Task item:
Once a line is found to contain "every", copy it out of the listing.

Dataset records:
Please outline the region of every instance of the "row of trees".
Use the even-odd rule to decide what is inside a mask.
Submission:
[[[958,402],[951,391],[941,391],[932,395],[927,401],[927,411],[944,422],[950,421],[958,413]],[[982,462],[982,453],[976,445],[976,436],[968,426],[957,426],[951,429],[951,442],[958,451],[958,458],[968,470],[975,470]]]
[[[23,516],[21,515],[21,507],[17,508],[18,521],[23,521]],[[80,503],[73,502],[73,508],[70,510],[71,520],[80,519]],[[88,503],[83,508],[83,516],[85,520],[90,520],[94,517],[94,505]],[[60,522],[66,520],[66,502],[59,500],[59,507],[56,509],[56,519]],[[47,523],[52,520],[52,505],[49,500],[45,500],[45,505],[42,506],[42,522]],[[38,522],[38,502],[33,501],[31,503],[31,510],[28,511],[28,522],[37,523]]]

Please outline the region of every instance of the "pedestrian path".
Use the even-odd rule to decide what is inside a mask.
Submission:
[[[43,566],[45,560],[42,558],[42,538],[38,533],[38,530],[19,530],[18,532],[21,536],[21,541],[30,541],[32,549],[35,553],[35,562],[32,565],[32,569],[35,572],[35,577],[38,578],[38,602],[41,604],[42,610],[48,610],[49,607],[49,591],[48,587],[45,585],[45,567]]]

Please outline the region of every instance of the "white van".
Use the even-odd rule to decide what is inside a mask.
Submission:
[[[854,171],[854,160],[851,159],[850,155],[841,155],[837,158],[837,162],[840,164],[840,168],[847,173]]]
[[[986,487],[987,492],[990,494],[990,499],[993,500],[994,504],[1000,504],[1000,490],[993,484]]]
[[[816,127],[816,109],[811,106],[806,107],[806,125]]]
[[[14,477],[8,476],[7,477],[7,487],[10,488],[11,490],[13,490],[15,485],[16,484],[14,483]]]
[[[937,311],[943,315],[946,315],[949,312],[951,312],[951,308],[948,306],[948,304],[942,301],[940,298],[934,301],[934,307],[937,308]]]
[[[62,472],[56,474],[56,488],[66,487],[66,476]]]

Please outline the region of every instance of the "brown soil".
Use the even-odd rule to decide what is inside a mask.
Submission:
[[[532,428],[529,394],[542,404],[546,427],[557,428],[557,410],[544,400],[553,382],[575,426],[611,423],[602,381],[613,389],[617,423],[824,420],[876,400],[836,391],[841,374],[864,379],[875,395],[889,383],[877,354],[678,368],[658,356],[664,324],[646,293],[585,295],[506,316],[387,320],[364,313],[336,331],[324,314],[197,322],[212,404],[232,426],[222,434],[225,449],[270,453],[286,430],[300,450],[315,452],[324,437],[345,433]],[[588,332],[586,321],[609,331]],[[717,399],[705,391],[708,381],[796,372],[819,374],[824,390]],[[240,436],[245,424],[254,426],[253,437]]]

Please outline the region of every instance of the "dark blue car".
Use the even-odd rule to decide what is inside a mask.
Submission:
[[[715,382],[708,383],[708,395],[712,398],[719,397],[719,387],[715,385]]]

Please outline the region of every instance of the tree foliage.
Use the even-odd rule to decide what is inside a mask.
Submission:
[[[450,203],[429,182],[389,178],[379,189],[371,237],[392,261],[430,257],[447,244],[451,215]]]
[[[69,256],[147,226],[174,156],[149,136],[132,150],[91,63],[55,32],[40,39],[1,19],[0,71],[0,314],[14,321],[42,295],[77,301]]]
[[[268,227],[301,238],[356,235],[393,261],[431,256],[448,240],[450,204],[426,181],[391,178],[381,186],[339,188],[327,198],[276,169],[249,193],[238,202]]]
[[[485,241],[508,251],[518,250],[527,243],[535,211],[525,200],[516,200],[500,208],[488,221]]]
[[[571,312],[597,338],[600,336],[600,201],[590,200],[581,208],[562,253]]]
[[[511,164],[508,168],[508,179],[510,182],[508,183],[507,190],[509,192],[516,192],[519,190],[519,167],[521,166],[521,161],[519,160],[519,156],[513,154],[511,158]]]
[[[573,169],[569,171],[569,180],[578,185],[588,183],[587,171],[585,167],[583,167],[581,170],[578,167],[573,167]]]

Result of this task:
Please outline the region of every instance of the "row of trees".
Please outline the region of every instance of the "pedestrian path".
Please outline the region of every instance of the "white van".
Please outline the region of every instance of the "brown soil".
Please outline the region of every instance of the "dark blue car".
Please outline the region of every instance of the tree foliage.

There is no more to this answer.